##### SELECTED PASSAGE #####
For this large poorer segment of the world's older people, many live with zero or very limited access to some of the medical breakthroughs even of the late nineteenth century, such as the sphygmomanometer (the device that measures blood pressure). South Africa, for example, now has the highest level of adults over 50 living with hypertension ever recorded in a population, but still very low levels of blood pressure testing and management. Hypertension, despite being the biggest single cause of avoidable death and disability on the planet, is not a health sector priority for most emerging economy Ministries of Health with rapidly ageing populations, or for the international donor community in their development planning and programmes.
Women face very specific challenges as they age, again through gender inequality accumulated through the life course. One of the very many examples - in both developed and developing countries, lower pay when working, along with a de facto "care penalty" means fewer and smaller pensions, and therefore, much lower income, for women in older age than for men.
But there is a second dimension of inequality around older age, which is that older people, who may have seen a lifetime of poverty, poor health and exclusion, then face active or passive discrimination and disadvantage on account of simply being older, even within development and humanitarian programmes.
Syria's older population, pre-war, had broadly similar rates of type 2 diabetes and higher rates of hypertension than the United States - but almost five years and well over a billion dollars into the global humanitarian response, recent John Hopkins' research confirmed that the health needs of the older refugee population in Lebanon had simply not been catered for by the massive international response - "More than half of older refugees reported their health was very bad and about two-thirds said their health has gotten worse since arriving in Lebanon. Despite having many physical limitations and chronic health problems - most commonly hypertension, diabetes, heart disease, difficulty walking, and impaired vision - nearly all older refugees reported they were unable to obtain adequate medical treatment." I simply don't believe that any other age segment would have been overlooked in this way.
The momentum behind the gender equality movement is truly exciting, but how often do you see images or hear the voices of older women? How often are the specific health, income or protection needs of older women cited among the priority development interventions? How often do we see older women as among the potential entrepreneurs for whom better access to credit might transform their economic situation? The girl or young woman of today, abused by forced early marriage to a much older man, faces a huge statistical probability of living through an extended period of widowhood, often with specific protection threats surrounding this very status, yet global data on violence against women is not even measured for women once they pass the age of 49.
Ageism or age discrimination is arguably the last widespread, identity-based form of discrimination still to be tackled on a global scale. It perpetuates and heightens inequality, it dehumanises, and it holds us all back. Our human rights should not weaken as we age. We all hope to grow old. The 21st century will be an era of hyper longevity, so let's all come together to make our ageing world a great world to live in.
##### RECORDS SHOWN #####
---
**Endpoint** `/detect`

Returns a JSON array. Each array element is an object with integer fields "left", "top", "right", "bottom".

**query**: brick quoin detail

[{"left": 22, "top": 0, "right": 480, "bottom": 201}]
#####
* [EXERCISE]:
Answer these from the text on ageing and inequality:
1. What device is given as an example of a late-nineteenth-century medical breakthrough?
2. Once women pass what age is global data on violence against women no longer measured?
3. What share of older refugees in Lebanon said their health had gotten worse since arriving?

* [SOLUTION FOR THIS PROBLEM]:
1. The sphygmomanometer, the device that measures blood pressure.
2. 49.
3. About two-thirds.